» EXERCISE DESCRIPTION
Beginning at the line that contains "Guideline: for every instance of the sculpture's lips, set", reproduce every line to the end of the material without changing any of them.

[Collected data entries]
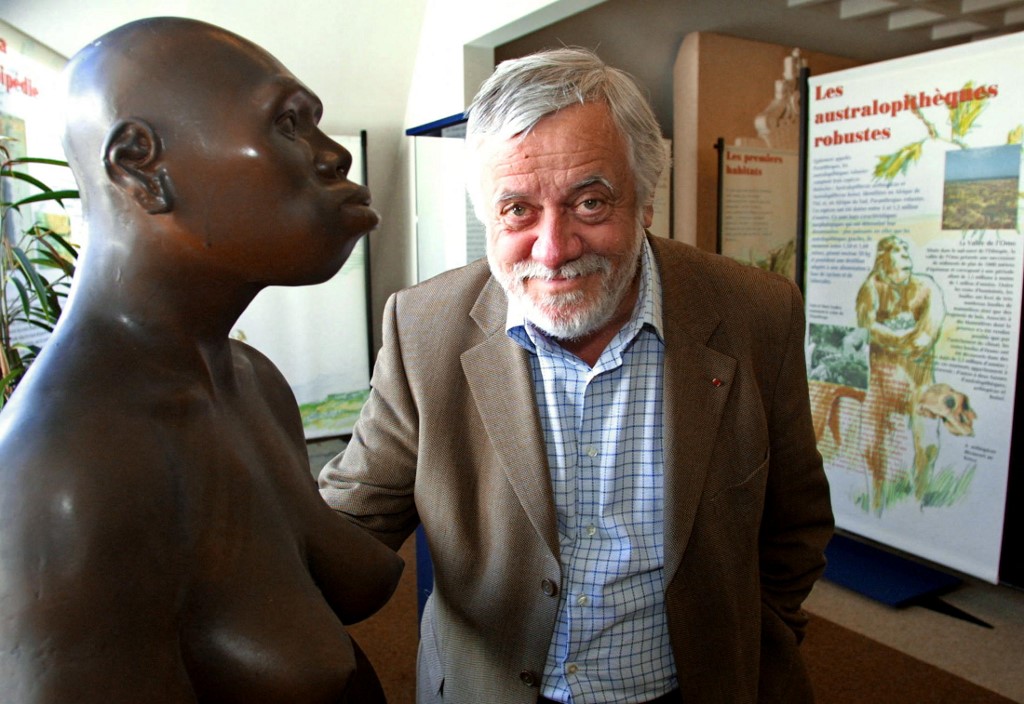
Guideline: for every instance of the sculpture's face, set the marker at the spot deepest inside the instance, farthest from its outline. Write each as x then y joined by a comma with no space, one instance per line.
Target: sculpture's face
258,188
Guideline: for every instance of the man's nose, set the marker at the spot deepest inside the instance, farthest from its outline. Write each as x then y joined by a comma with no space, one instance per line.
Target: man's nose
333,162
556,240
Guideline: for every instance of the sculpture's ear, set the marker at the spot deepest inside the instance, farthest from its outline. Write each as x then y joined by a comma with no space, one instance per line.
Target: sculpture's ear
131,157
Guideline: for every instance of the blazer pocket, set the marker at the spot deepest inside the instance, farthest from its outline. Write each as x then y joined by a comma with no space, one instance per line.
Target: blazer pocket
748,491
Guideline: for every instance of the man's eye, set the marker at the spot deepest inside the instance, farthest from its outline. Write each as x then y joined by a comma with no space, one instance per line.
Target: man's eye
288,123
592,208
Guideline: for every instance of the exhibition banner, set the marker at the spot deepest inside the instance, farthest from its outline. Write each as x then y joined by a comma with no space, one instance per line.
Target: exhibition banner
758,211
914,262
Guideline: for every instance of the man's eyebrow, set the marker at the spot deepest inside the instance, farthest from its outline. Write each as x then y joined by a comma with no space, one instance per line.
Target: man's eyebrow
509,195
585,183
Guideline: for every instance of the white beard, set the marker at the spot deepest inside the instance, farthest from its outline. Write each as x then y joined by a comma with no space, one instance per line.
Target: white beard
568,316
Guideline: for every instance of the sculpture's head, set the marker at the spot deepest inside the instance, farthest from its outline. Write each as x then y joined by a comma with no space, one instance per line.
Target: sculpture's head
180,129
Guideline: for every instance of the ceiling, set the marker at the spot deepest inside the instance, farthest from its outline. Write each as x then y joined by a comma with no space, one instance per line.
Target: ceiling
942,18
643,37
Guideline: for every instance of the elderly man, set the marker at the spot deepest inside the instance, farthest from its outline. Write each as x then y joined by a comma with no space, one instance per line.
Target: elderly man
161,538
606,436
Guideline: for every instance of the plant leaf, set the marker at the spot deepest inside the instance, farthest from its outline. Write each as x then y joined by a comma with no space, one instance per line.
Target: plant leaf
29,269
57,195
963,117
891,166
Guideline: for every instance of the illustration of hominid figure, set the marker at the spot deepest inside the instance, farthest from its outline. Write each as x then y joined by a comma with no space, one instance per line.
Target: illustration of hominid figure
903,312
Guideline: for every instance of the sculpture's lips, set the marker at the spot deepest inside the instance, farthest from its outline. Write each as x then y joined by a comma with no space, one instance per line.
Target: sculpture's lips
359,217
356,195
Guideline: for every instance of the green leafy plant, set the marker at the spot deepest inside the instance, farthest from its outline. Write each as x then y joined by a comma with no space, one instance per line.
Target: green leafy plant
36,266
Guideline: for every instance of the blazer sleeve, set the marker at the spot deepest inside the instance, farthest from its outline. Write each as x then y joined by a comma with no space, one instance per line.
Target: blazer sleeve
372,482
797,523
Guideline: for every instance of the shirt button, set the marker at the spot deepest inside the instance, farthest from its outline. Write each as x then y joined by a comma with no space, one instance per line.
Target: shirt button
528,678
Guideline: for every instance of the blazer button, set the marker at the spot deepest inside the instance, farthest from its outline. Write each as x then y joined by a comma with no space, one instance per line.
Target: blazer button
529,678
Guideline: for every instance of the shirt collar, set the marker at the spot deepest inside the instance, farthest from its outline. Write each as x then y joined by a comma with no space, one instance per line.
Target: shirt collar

» OUTPUT FOR THIS TASK
Guideline: for every instance of the sculpture's lips, set the marker at the spot deepest inside the instance, farthest from its outline. Write each as x then y joined by a comma with no space, one instance per line.
Target: sculpture's lips
359,217
356,195
Guideline: for every instance of the green leafy plant, set the marker at the spot deepest inside the instance, farthest from its outline. Write each as x then y joined by a comma with no space, one instance per line.
Target: green leafy plant
36,266
Guideline: for every instance of the blazer sleeve, set the marker at the spot deepest inside the instance, farthest from its outline. Write each as x then y joined by a comma with no space, one instance per line.
Target: blazer sleeve
372,482
797,523
Guideline: for every instance of the shirt button, set the marker at the spot deepest inside the instance, farthest from its outline. Write each as x then y joined by a comma with no space, one instance per line.
Target: shirt button
528,678
Guideline: for every instance of the blazer button, set the marker at the spot deepest inside the instance, farthest from its outline. Write each as x then y joined by a comma with no space, one instance per line.
Target: blazer button
529,678
Guideline: for every instance of the shirt collar, set the marker at the spot deepest inside the instance, farthest from its outline. Write each as x then y joined by a comma with no space, one instance per line.
Target: shirt collar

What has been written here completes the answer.